## MATERIAL ERKUNDEN
• A. Prüfen Sie für jede Aussage, ob sie mit dem Blogeintrag übereinstimmt. Antworten Sie jeweils mit Ja oder Nein und zitieren Sie die entscheidenden Worte wörtlich: (i) Auf Vorträge und Workshops wird auf unbestimmte Zeit verzichtet. (ii) Einzelsitzungen dauern meist zwei Stunden. (iii) Nach einem Glas Wein stellt sich ein Gefühl von Leichtigkeit und Tatkraft ein.
• B. Schreiben Sie einen Abschnitt aus dem Blogeintrag wortgetreu ab. Setzen Sie bei den Worten „Weiterhin begleite ich“ ein und enden Sie nach den Worten „schwer und passiv.“.

## GEZEIGTER TEXTAUSZUG
***

Mehr als zwei Jahre sind es seit dem letzten Blog-Eintrag her. Nicht dass in der Zeit wenig geschehen wäre. Im Gegenteil: es war so viel, dass ich kaum je zum schreiben kam. Nun habe ich mir seit längerem geplant, mehr Zeit für mich selbst auferlegt, habe auf unbestimmte Zeit hinaus auf Vorträge und Workshops verzichtet, mich auch von den wenigen, noch verbleibenden institutionellen Aufgaben zurück gezogen. Offensichtlich - wie der Beginn der folgenden Aufzeichnungen deutlich macht - in weiser Voraussicht.
Weiterhin begleite ich einzelne Menschen auf ihrem Weg der Bewusstseinsentfaltung, die immer auch eine spirituelle ist. Neben der noch immer zu meinen Favoriten gehörenden "5-Tages-Retreat" haben sich auch andere Formen des spirituellen Coachings entwickelt: Einzelsitzungen von meist 1 1/2 Stunden Dauer, in loser Folge, aber auch halb- und ganztägige Einzelarbeit mit einem speziellen Fokus.
Hier nun ein aktueller Eintrag, der im Schreiben weiter und länger geworden ist, als anfänglich beabsichtigt:
Seit
einigen Tagen (oder Wochen) fühle ich mich müde und „leistungsunwillig“, warte
auf äussere Umtriebe, die mich zur Tätigkeit provozieren, ertrage auch den
Alkohol nicht gut; schon nach einem Glas Wein fühle ich mich schwer und passiv.

***

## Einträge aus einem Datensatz
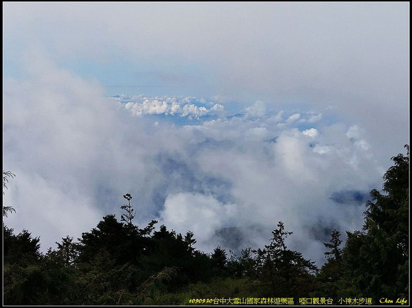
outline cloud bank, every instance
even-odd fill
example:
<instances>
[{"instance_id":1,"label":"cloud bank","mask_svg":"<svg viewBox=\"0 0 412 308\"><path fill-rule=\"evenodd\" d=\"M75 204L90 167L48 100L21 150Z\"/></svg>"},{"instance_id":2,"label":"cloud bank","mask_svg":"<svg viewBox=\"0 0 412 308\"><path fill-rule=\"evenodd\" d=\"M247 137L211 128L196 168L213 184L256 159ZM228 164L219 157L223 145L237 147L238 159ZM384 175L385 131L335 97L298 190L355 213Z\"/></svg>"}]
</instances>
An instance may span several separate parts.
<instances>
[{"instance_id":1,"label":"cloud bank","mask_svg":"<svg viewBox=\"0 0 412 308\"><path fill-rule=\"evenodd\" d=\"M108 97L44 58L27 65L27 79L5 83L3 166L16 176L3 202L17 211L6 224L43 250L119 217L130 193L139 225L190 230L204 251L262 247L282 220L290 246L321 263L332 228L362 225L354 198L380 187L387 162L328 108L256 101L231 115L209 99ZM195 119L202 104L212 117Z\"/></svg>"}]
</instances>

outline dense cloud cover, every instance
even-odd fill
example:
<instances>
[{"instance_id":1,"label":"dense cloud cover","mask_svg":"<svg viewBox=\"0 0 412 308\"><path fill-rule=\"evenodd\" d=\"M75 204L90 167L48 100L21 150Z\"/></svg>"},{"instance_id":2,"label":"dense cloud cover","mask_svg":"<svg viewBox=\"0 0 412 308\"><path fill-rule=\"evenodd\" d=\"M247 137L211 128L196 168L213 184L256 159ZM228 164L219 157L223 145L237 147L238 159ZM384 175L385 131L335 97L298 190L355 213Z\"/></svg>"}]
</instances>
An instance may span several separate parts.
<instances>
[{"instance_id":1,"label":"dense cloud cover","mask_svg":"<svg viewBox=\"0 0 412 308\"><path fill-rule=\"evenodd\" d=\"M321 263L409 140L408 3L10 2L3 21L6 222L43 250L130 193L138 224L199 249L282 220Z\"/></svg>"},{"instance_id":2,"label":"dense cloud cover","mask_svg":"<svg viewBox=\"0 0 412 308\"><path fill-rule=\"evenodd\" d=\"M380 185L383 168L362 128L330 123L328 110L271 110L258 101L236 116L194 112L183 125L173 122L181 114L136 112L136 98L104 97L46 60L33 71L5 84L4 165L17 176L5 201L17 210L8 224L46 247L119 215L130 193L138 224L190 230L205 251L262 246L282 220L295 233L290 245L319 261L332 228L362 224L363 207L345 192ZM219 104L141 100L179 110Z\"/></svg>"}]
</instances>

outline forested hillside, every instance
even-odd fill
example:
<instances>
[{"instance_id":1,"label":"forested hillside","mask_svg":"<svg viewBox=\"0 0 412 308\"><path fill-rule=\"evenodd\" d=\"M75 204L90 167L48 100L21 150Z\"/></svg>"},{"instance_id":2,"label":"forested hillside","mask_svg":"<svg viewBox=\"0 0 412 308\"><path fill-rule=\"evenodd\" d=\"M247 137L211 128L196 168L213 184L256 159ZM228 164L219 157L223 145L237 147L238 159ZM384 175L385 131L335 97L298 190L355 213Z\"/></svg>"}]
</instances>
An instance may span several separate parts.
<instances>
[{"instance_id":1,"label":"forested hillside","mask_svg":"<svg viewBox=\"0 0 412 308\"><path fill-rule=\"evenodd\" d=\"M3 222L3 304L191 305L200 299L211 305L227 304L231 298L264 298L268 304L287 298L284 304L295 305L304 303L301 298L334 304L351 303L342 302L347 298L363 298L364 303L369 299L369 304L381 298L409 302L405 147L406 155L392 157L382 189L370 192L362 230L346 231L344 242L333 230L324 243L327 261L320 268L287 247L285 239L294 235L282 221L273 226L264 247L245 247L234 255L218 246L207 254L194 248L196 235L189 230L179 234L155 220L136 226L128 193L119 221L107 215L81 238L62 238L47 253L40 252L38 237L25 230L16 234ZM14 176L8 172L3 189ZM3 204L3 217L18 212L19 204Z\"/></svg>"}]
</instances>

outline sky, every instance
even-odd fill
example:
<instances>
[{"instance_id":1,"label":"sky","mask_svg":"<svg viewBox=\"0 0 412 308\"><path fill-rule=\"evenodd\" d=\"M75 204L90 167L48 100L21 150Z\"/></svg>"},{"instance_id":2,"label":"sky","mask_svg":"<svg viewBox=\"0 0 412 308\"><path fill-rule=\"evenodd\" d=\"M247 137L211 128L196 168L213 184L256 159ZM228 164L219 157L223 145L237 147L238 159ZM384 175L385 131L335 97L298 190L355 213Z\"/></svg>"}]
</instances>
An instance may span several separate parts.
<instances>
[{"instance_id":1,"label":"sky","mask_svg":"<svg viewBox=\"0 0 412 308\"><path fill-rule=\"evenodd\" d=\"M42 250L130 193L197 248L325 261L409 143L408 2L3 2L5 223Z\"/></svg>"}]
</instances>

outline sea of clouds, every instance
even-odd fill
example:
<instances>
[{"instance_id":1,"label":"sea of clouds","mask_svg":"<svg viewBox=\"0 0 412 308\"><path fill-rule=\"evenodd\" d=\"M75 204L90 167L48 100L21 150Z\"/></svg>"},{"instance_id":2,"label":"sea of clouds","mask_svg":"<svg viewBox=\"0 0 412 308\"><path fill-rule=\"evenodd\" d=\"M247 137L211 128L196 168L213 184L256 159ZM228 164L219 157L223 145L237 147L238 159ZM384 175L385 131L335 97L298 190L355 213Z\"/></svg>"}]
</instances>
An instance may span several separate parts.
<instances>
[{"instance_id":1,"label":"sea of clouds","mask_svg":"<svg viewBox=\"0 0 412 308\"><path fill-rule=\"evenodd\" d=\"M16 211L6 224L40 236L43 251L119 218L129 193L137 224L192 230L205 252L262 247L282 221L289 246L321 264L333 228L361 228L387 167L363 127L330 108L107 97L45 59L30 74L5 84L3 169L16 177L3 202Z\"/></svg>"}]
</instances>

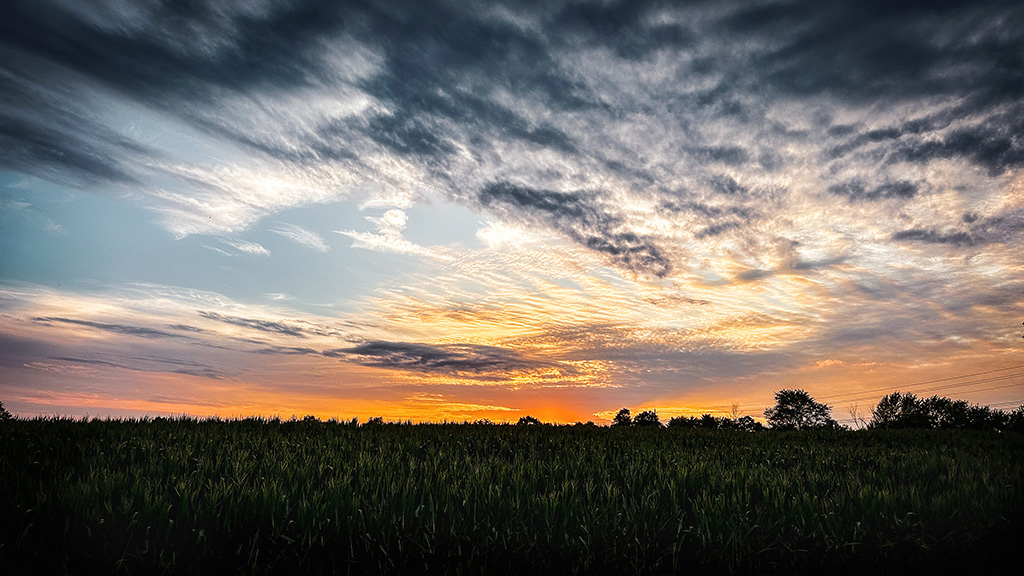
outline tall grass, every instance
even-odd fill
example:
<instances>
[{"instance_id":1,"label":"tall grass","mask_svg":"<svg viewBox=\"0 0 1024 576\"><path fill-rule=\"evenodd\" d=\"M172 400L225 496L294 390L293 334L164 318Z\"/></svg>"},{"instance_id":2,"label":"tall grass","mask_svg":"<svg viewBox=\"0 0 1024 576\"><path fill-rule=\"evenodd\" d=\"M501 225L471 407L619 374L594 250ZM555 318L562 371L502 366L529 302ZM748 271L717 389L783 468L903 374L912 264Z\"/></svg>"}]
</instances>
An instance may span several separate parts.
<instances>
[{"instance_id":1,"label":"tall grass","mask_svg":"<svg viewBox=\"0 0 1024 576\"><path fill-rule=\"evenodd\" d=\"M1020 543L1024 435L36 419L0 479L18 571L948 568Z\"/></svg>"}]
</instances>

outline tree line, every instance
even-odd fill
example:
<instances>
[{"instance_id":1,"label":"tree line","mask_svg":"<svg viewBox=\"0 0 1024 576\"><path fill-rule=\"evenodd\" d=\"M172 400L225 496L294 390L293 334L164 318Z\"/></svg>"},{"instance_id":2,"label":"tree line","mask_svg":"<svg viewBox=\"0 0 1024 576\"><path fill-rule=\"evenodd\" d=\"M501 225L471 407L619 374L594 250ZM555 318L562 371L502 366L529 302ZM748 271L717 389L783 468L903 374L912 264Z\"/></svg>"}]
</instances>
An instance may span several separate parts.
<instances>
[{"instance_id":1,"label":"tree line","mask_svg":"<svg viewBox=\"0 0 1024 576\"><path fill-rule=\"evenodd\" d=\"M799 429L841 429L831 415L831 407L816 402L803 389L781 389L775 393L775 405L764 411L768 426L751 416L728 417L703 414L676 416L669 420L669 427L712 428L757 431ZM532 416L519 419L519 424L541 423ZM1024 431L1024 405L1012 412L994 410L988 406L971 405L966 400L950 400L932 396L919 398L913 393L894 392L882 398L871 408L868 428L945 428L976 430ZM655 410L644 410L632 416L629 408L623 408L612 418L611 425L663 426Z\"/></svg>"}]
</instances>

***

## ERWARTETE ERGEBNISSE
• A.
(i) Ja: „habe auf unbestimmte Zeit hinaus auf Vorträge und Workshops verzichtet“
(ii) Nein: „Einzelsitzungen von meist 1 1/2 Stunden Dauer“
(iii) Nein: „schon nach einem Glas Wein fühle ich mich schwer und passiv.“

• B.
Weiterhin begleite ich einzelne Menschen auf ihrem Weg der Bewusstseinsentfaltung, die immer auch eine spirituelle ist. Neben der noch immer zu meinen Favoriten gehörenden "5-Tages-Retreat" haben sich auch andere Formen des spirituellen Coachings entwickelt: Einzelsitzungen von meist 1 1/2 Stunden Dauer, in loser Folge, aber auch halb- und ganztägige Einzelarbeit mit einem speziellen Fokus.
Hier nun ein aktueller Eintrag, der im Schreiben weiter und länger geworden ist, als anfänglich beabsichtigt:
Seit
einigen Tagen (oder Wochen) fühle ich mich müde und „leistungsunwillig“, warte
auf äussere Umtriebe, die mich zur Tätigkeit provozieren, ertrage auch den
Alkohol nicht gut; schon nach einem Glas Wein fühle ich mich schwer und passiv.